Aim of the task: Copy out all of the data below line for line, leaving every character unchanged.

[BEGIN Information provided]

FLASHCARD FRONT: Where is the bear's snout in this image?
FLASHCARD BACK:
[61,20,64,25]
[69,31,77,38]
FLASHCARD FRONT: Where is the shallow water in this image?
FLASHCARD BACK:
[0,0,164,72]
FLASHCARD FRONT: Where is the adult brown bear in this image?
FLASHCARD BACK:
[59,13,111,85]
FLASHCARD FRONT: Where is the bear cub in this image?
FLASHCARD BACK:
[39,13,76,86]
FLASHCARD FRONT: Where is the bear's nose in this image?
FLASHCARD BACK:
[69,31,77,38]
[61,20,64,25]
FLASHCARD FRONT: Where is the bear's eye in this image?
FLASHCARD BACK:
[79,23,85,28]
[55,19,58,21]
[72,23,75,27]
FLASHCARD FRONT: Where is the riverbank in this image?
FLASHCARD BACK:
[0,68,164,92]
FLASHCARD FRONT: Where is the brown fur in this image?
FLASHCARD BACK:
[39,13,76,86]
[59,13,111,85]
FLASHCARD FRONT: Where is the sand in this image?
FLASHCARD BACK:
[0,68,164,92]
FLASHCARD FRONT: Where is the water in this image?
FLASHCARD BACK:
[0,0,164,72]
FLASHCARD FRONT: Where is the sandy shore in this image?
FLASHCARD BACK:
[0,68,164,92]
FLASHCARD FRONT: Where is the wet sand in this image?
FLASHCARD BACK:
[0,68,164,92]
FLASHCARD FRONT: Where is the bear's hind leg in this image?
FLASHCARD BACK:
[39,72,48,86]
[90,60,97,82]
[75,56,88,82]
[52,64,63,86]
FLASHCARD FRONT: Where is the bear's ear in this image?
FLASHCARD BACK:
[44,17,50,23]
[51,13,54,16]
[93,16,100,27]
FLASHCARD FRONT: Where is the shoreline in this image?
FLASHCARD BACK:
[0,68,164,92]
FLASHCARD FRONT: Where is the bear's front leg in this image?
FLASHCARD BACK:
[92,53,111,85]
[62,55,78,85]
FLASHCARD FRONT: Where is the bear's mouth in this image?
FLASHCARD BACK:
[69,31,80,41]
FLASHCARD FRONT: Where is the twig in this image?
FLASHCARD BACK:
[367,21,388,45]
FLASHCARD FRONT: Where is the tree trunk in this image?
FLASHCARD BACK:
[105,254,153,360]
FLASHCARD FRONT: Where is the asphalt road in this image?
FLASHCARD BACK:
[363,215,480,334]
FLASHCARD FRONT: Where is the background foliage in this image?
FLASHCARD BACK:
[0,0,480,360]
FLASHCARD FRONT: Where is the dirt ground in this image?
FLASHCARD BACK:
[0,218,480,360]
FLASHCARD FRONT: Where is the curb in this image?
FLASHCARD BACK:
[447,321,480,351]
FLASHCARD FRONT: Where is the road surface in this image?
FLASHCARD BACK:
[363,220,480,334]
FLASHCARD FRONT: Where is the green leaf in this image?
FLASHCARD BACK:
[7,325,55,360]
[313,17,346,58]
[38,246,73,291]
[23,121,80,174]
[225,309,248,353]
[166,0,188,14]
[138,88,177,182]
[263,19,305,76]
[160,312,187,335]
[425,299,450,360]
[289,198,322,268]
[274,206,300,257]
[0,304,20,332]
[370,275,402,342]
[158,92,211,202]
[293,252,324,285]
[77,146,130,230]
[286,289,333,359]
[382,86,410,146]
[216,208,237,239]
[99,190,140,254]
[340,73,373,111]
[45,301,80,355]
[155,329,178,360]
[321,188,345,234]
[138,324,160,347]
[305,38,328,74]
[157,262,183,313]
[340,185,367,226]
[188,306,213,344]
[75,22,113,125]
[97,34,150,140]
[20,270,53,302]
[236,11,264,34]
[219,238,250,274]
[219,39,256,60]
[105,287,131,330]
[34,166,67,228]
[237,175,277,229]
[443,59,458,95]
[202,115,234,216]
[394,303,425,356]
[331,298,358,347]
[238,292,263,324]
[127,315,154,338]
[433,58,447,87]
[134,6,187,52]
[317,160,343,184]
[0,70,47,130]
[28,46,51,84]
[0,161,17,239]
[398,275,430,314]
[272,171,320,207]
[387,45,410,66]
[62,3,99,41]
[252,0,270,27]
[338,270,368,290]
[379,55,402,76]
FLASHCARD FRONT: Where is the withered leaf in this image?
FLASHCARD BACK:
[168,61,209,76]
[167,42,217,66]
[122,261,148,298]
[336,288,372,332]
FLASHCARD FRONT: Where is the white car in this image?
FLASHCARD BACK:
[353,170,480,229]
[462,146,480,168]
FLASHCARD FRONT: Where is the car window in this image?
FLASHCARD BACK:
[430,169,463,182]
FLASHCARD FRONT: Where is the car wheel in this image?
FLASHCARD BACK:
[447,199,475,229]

[END Information provided]

Result of the exercise:
FLASHCARD FRONT: Where is the bear's snout in this image?
FLASHCARD BACK:
[61,20,64,25]
[69,31,77,38]
FLASHCARD FRONT: Where is the shallow water in this image?
FLASHCARD BACK:
[0,0,164,72]
FLASHCARD FRONT: Where is the adult brown bear in this image?
FLASHCARD BACK:
[59,13,111,85]
FLASHCARD FRONT: Where is the bear cub in this image?
FLASHCARD BACK:
[39,13,76,86]
FLASHCARD FRONT: Where is the bear's nose in this image?
FLASHCARD BACK:
[69,31,77,38]
[61,20,64,25]
FLASHCARD FRONT: Where is the bear's eye in this image?
FLASHCARD BACK:
[79,23,85,28]
[55,19,58,21]
[72,23,75,27]
FLASHCARD FRONT: Where is the riverbank in this image?
FLASHCARD BACK:
[0,68,164,92]
FLASHCARD FRONT: Where is the brown fur in this image?
FLASHCARD BACK:
[39,13,76,86]
[59,13,111,85]
FLASHCARD FRONT: Where is the sand in this image?
FLASHCARD BACK:
[0,68,164,92]
FLASHCARD FRONT: Where is the water in this image?
FLASHCARD BACK:
[0,0,164,72]
FLASHCARD FRONT: Where is the sandy shore in this image?
FLASHCARD BACK:
[0,68,164,92]
FLASHCARD FRONT: Where is the wet sand in this image?
FLASHCARD BACK:
[0,68,164,92]
FLASHCARD FRONT: Where is the bear's hind leg in this image?
FLASHCARD BACK:
[39,72,48,86]
[90,60,97,82]
[75,56,88,82]
[52,64,63,86]
FLASHCARD FRONT: Where is the bear's ear in this image?
FLASHCARD BACK:
[44,17,50,23]
[51,13,54,16]
[93,16,100,27]
FLASHCARD FRONT: Where is the shoreline in this image?
FLASHCARD BACK:
[0,68,164,92]
FLASHCARD FRONT: Where is the bear's front leg in this image?
FLASHCARD BACK:
[92,53,111,85]
[62,55,78,85]
FLASHCARD FRONT: Where is the bear's mouth in this image?
FLASHCARD BACK:
[69,31,80,41]
FLASHCARD FRONT: Where is the twig in this image?
FLASHCARD BACK:
[367,21,388,45]
FLASHCARD FRONT: Where is the tree trunk in this image?
FLASHCARD BACK:
[105,254,153,360]
FLASHCARD FRONT: Where is the asphalt road in this image?
FLASHCARD BACK:
[363,215,480,334]
FLASHCARD FRONT: Where is the background foliage in this image?
FLASHCARD BACK:
[0,0,480,360]
FLASHCARD FRONT: Where is the dirt ground in this image?
FLASHCARD BACK:
[0,218,480,360]
FLASHCARD FRONT: Where is the curb in this image?
FLASHCARD BACK:
[447,321,480,351]
FLASHCARD FRONT: Where is the road surface in this image?
FLASHCARD BACK:
[363,220,480,334]
FLASHCARD FRONT: Where is the green leaf in this image?
FLASHCARD BACK:
[7,325,55,360]
[313,17,346,58]
[38,246,73,291]
[23,121,80,174]
[225,309,248,353]
[166,0,188,14]
[138,88,177,182]
[263,19,305,76]
[160,312,187,335]
[425,299,450,360]
[289,198,322,268]
[274,206,300,257]
[0,304,20,332]
[370,275,402,342]
[158,92,211,202]
[293,252,324,285]
[77,146,130,230]
[286,289,333,359]
[382,86,410,146]
[216,208,237,239]
[99,190,140,254]
[340,73,373,111]
[45,301,80,355]
[155,329,178,360]
[321,188,345,234]
[138,324,160,347]
[305,38,328,74]
[157,262,183,313]
[340,185,367,226]
[188,306,213,344]
[75,22,113,125]
[97,34,150,140]
[20,270,53,302]
[236,11,264,34]
[219,238,250,274]
[219,39,256,60]
[105,287,131,330]
[34,166,67,228]
[237,175,277,229]
[443,59,458,95]
[202,115,234,216]
[394,303,425,356]
[331,298,358,347]
[238,292,263,324]
[127,315,154,338]
[433,58,447,87]
[134,6,187,52]
[317,160,343,184]
[0,70,47,130]
[28,46,51,84]
[0,161,17,239]
[398,275,430,314]
[272,171,320,207]
[387,45,410,66]
[62,3,99,41]
[252,0,270,27]
[338,270,368,290]
[379,55,402,76]
FLASHCARD FRONT: Where is the withered leaf in this image?
FLASHCARD BACK:
[168,61,209,76]
[167,42,217,66]
[122,261,148,298]
[336,288,372,332]
FLASHCARD FRONT: Where is the white car in this image?
FLASHCARD BACK:
[353,170,480,229]
[462,146,480,168]
FLASHCARD FRONT: Where is the car window in this image?
FLASHCARD BACK:
[430,169,463,182]
FLASHCARD FRONT: Where is the car wheel in this image?
FLASHCARD BACK:
[447,199,475,229]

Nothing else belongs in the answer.